Arbeitsanweisungen →
**A)** Beantworte anhand des Berichts zum siebten Spieltag diese Fragen:
(i) Mit welchem Ergebnis schlug NAFI Stuttgart den SC Stammheim?
(ii) Wer ist Trainer des SV Bonlanden?
(iii) Gegen welchen Gegner verlor der SV Bonlanden vor Wochenfrist mit 0:3?
**B)** Gib bitte den Abschnitt aus dem Bericht zum siebten Spieltag wortgetreu wieder, der mit den Worten „Um eines gleich“ anfängt und mit den Worten „allerdings umso mehr.“ schließt.

Zitierter Text →
Torschützen unter sich: Behar Hasanaj und Nico Presthofer (von links) trafen im Spitzenspiel, in dem am der Gastgeber Türkspor jubelte. Foto: Yavuz Dural

Die Nachbetrachtung zum siebten Spieltag mit Fokus auf die Filderteams.

Filder - Zwei strahlende Emporkömmlinge, zwei bedröppelte Absteiger – das ist das Ergebnis des mit Spannung erwarteten Knaller-Wochenendes der Stuttgarter Fußball-Bezirksliga, an dem am Sonntag die vier Führenden der Tabelle unter sich waren. Während NAFI Stuttgart den SC Stammheim mit 5:0 ablederte und so die Spitzenposition zurückeroberte, behauptete sich Türkspor gegen den SV Bonlanden mit 2:1. Bei Letztgenanntem dürfte damit spätestens jetzt einem jeden klar sein, dass der angestrebte sofortige Wiederaufstieg nicht zum Selbstläufer wird.

Türkspor Stuttgart – SV Bonlanden

Um eines gleich voranzustellen: „Nein, wir haben keine Krise“, sagt Klaus Kämmerer, der Trainer des SV Bonlanden. Schließlich habe seine Mannschaft anders als beim peinlichen 0:3 vor Wochenfrist gegen den SV Sillenbuch diesmal gegen einen Gegner „mit richtig viel Qualität“ gespielt – gegen einen solchen Kontrahenten könne man dann schon auch einmal verlieren. Und doch: aufpassen müssen die Filderstädter allmählich, dass diese Saison für sie nicht in ganz andere Bahnen gerät als gedacht. Weniger die nun fünf Zähler Rückstand auf das neue Führungsduo der Tabelle müssen Sorgen machen, die sich seit Rundenbeginn von Spiel zu Spiel wiederholenden Unzulänglichkeiten in den eigenen Darbietungen allerdings umso mehr.

Auflistung der Datensätze →
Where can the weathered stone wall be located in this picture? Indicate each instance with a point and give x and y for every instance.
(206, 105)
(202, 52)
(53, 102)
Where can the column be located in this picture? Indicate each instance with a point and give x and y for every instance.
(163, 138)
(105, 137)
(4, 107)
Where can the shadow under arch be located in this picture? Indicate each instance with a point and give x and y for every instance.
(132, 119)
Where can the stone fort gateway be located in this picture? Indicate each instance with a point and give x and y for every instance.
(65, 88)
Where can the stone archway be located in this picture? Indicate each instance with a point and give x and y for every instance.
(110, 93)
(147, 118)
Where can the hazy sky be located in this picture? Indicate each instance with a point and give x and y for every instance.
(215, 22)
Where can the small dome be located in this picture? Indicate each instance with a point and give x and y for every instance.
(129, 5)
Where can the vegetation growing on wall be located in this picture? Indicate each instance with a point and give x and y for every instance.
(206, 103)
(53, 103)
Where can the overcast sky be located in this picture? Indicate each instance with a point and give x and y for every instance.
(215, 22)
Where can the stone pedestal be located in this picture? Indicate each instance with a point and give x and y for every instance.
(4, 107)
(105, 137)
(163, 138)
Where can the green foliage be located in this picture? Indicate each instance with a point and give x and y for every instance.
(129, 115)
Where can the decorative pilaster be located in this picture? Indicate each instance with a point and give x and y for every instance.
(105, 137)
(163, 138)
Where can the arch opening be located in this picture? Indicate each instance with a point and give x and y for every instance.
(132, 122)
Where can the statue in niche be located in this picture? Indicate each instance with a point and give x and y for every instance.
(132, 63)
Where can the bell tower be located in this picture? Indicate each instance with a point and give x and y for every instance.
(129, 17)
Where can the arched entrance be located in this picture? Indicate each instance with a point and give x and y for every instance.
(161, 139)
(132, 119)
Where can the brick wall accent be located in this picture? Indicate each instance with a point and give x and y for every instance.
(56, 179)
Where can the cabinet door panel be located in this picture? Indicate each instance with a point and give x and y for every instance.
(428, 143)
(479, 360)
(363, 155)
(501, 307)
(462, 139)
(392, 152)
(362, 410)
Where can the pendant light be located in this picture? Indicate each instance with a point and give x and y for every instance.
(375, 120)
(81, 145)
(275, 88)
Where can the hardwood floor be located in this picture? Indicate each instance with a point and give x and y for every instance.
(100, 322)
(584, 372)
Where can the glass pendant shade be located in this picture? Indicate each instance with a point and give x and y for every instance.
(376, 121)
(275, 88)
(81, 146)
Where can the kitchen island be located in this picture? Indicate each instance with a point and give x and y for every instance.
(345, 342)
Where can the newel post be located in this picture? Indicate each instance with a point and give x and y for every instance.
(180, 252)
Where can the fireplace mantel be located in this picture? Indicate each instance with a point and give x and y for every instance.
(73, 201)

Lösungen der Aufgaben →
**A)**
(i) 5:0
(ii) Klaus Kämmerer
(iii) SV Sillenbuch

**B)**
Um eines gleich voranzustellen: „Nein, wir haben keine Krise“, sagt Klaus Kämmerer, der Trainer des SV Bonlanden. Schließlich habe seine Mannschaft anders als beim peinlichen 0:3 vor Wochenfrist gegen den SV Sillenbuch diesmal gegen einen Gegner „mit richtig viel Qualität“ gespielt – gegen einen solchen Kontrahenten könne man dann schon auch einmal verlieren. Und doch: aufpassen müssen die Filderstädter allmählich, dass diese Saison für sie nicht in ganz andere Bahnen gerät als gedacht. Weniger die nun fünf Zähler Rückstand auf das neue Führungsduo der Tabelle müssen Sorgen machen, die sich seit Rundenbeginn von Spiel zu Spiel wiederholenden Unzulänglichkeiten in den eigenen Darbietungen allerdings umso mehr.